Assigned task >>
Transcribe the rest of the listing below, starting with the line that contains "Target: woman's hand" and ending with the last line, exactly as written.

Record excerpts >>
::::

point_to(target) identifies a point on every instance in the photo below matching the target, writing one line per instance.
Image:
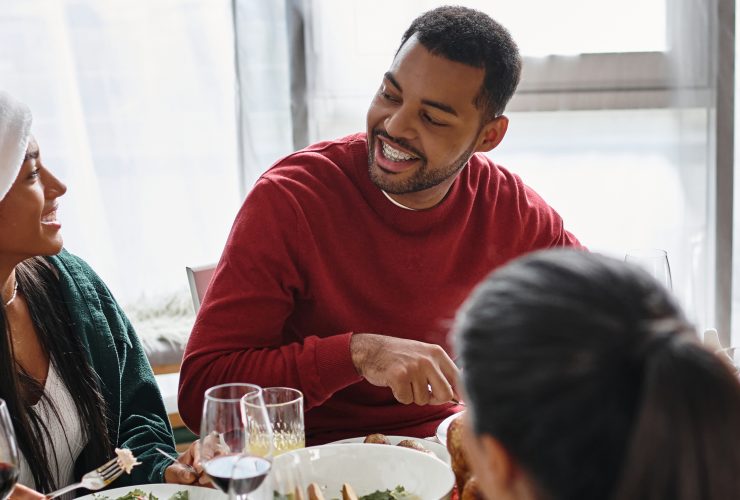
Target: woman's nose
(54, 187)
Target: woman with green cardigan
(72, 371)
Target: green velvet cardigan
(136, 415)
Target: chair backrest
(199, 278)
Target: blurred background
(161, 114)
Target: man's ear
(492, 134)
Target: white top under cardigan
(67, 437)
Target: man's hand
(416, 372)
(187, 469)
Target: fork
(95, 479)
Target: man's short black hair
(471, 37)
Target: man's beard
(421, 179)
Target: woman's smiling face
(28, 222)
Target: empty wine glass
(225, 429)
(8, 453)
(655, 262)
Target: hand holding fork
(95, 479)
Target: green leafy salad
(397, 493)
(138, 494)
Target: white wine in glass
(225, 451)
(8, 453)
(655, 262)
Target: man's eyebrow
(435, 104)
(389, 76)
(440, 105)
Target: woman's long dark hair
(40, 287)
(587, 372)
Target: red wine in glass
(242, 473)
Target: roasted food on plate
(377, 439)
(471, 491)
(459, 463)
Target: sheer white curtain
(134, 108)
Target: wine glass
(225, 443)
(284, 407)
(655, 262)
(8, 453)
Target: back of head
(471, 37)
(586, 371)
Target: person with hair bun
(584, 380)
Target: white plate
(162, 491)
(432, 446)
(442, 428)
(366, 467)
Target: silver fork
(95, 479)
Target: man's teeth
(395, 155)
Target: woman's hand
(21, 492)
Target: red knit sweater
(317, 252)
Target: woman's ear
(498, 461)
(492, 134)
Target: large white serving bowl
(368, 468)
(433, 446)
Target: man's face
(423, 125)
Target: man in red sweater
(348, 259)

::::

Result for this task >>
Target: woman's hand
(21, 492)
Target: red knit sweater
(317, 252)
Target: woman's ear
(498, 461)
(492, 134)
Target: large white serving bowl
(368, 468)
(433, 446)
Target: man's face
(423, 125)
Target: man in red sweater
(348, 259)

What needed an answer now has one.